»»

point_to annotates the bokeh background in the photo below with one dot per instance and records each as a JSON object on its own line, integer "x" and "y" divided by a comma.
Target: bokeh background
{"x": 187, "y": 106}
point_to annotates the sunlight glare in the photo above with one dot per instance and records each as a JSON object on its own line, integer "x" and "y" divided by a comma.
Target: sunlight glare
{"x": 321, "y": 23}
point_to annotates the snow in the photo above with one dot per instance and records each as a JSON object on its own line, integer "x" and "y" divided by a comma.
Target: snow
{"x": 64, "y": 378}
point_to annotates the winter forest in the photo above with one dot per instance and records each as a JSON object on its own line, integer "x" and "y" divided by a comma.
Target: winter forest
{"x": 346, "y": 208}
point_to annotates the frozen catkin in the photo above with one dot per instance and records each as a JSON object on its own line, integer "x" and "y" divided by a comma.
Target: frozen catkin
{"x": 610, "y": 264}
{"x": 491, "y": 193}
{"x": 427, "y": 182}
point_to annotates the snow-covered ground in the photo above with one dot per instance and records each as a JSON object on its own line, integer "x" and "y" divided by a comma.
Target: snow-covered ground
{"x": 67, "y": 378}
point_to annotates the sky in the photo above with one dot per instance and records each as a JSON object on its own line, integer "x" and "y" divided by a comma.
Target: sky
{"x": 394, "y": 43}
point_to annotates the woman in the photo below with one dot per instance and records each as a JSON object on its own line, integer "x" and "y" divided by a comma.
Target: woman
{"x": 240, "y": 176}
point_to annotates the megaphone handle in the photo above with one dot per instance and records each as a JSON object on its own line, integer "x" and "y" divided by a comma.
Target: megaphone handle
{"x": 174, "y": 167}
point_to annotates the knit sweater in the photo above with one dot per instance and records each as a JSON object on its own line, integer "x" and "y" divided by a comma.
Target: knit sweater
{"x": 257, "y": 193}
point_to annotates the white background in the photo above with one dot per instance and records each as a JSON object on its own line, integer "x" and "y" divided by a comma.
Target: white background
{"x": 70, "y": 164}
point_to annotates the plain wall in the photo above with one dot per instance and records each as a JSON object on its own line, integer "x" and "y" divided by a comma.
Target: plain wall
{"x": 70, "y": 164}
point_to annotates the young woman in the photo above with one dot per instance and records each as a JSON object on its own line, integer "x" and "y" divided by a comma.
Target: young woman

««

WHAT YOU HAVE TO DO: Scale the coordinates in the answers by 2, rounding to whole numbers with halves rounded up, and write out again every line from the one containing "point_to annotates the plain" through the end of the material, requests included.

RESULT FOR THIS TASK:
point_to annotates the plain wall in the photo above with one dot per instance and records each as a JSON object on its own line, integer "x" and "y" divided by a comma.
Target: plain wall
{"x": 140, "y": 328}
point_to annotates the young woman in the photo above with one dot per instance and records each as a JSON object on its own line, integer "x" and "y" divided by a comma.
Target: young woman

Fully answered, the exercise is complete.